**GOAL:** Please show every line of the records below that contains the word "stone", matching case exactly.

# DATA FOR THE TASK start

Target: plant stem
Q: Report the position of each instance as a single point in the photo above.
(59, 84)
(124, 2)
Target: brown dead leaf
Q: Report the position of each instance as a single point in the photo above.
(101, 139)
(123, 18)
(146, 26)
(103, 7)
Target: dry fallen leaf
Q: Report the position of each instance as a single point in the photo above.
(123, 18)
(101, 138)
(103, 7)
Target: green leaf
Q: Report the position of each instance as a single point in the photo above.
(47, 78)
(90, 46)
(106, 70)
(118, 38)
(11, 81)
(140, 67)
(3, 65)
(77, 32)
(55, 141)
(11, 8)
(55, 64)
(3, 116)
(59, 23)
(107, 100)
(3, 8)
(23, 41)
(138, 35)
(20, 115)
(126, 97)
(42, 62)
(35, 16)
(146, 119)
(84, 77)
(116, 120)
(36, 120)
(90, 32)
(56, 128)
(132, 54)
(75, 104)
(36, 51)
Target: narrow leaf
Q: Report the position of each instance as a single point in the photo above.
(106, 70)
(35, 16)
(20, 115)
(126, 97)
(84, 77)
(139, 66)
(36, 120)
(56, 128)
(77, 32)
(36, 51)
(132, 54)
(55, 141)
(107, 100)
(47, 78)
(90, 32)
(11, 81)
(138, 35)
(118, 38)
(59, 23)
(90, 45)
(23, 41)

# DATA FOR THE TASK end
# DATA FOR THE TASK start

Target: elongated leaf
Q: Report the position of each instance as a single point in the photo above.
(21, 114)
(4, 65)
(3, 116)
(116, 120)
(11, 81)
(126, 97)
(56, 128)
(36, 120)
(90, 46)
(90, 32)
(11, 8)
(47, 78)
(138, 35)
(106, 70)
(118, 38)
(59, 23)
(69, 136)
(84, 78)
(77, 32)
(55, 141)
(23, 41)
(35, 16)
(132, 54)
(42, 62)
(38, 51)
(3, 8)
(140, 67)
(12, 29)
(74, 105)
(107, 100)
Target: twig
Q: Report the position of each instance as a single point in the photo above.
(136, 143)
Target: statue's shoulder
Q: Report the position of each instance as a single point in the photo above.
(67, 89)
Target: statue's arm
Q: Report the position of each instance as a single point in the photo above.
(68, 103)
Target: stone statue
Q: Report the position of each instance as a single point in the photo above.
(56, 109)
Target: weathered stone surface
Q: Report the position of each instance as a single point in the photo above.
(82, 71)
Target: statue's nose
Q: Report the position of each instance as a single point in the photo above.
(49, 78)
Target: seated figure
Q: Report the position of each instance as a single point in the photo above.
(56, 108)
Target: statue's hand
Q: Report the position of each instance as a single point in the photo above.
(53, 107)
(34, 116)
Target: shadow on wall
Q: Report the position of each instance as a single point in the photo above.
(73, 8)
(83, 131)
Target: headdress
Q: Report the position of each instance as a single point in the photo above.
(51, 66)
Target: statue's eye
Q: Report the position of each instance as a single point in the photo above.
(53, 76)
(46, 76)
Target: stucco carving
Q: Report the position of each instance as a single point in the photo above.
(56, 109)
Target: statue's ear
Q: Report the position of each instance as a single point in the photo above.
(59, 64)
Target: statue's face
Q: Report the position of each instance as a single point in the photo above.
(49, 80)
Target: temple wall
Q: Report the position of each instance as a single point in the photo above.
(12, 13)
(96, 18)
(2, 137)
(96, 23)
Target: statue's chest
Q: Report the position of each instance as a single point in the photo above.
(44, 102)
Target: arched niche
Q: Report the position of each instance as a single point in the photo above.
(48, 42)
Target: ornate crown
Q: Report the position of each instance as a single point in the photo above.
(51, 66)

# DATA FOR THE TASK end
# DATA FOR THE TASK start

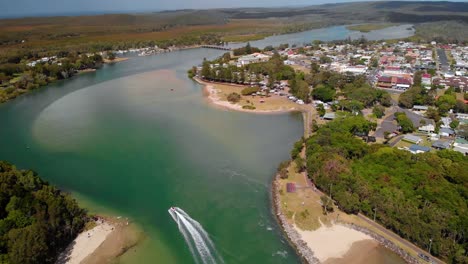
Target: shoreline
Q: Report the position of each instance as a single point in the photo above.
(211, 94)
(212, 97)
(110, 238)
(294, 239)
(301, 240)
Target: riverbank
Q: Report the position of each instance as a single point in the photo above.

# DATA FOR THE TASK end

**CORRECT RESPONSE:**
Target: stone statue
Target: weathered stone surface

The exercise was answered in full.